>> begin Text segment

Welcome to Our Winter Table

Why do we eat? Do we eat to live or do we live to eat? Eating, as we know, is essential for life. But the question is, what does food really do for us? Does it just fill the need for sustainability of life, or is there more to it? Sharing a meal can bring connection. Eating a salad can make us feel healthy. Have you heard of Vitamin P? Eating for pleasure……. Food of healthy sustenance that fills that craving. The other day I was craving the taste of summer, so I bought some imported blackberries. To my surprise, they were so sweet and juicy and vine ripe tasting. It was so good! It brought me to memories of picking blackberries in Oregon. We would tie a small bucket around our waist and pick and eat until we and the bucket were full! I have found that the sense of taste can bring you back to a bygone time. A memory….. A feeling…. So here we are almost at the end of winter. As a farmer and gardener, we prepare and work all spring and summer for the harvest and preserving of food for winter. And now we are enjoying the bounty!

>> end Text segment
>> begin Data provided

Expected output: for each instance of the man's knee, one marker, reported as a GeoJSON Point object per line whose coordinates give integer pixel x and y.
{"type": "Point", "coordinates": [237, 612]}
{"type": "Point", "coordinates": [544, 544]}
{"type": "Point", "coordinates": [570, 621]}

>> end Data provided

Directive: Write what comes next in the piece about eating and winter food, picking up after "And now we are enjoying the bounty!" You won't need the lines to do this.

Response:
For many years, I have used Azure Standard (follow the link and enter JulieConrad1) to buy staples, organic fruits and vegetables I can not grow on the farm throughout the winter months. Here is a brief excerpt from Azure Standard:

We understand that naturally grown foods are instrumental in producing a long and satisfying life. We’d like to see more farmers and home gardeners turn to natural organic growing practices, so we do what we can to not only support the organic farmer but also provide as many organic products as possible.
We chose to call our business Azure Standard, to signify by the name what we are attempting to do. Azure is a shade of blue which has been associated with law, justice, and honesty. In raising an azure standard, we want to place an honest standard in the marketing of food. We feel that the correct way to effect a positive change is not to attack the way it is being done, but to begin to do it right.

We are dedicated to the “organic principle” of cooperating with nature and we pray others will join us so that we may once again see prosperity in our land.

I invite you to take a peek at what Azure Standard offers! It has been a wonderful way to support a healthful way of eating for me and my family.

Our meals in the winter look a little different from what we consume in the summer months. Up here in Montana, we enjoy warm, comforting food that will sustain us throughout the day. Warming soups rich with broth and sustaining vegetables from the pantry. Roast meats are a favorite, seasoned with dried herbs from the garden. Winter is a time of eating soul food…….food that warms your tummy and heart. Seasonal winter food can be so rich and hearty.

We still spend plenty of time outside, regardless of what the weather and temperatures are doing. Giving extra hay to the sheep and cows and breaking the layer of ice from the water troughs is part of the deal! I have found that during the winter months; I appreciate a heartier breakfast than in the warmer months of summer.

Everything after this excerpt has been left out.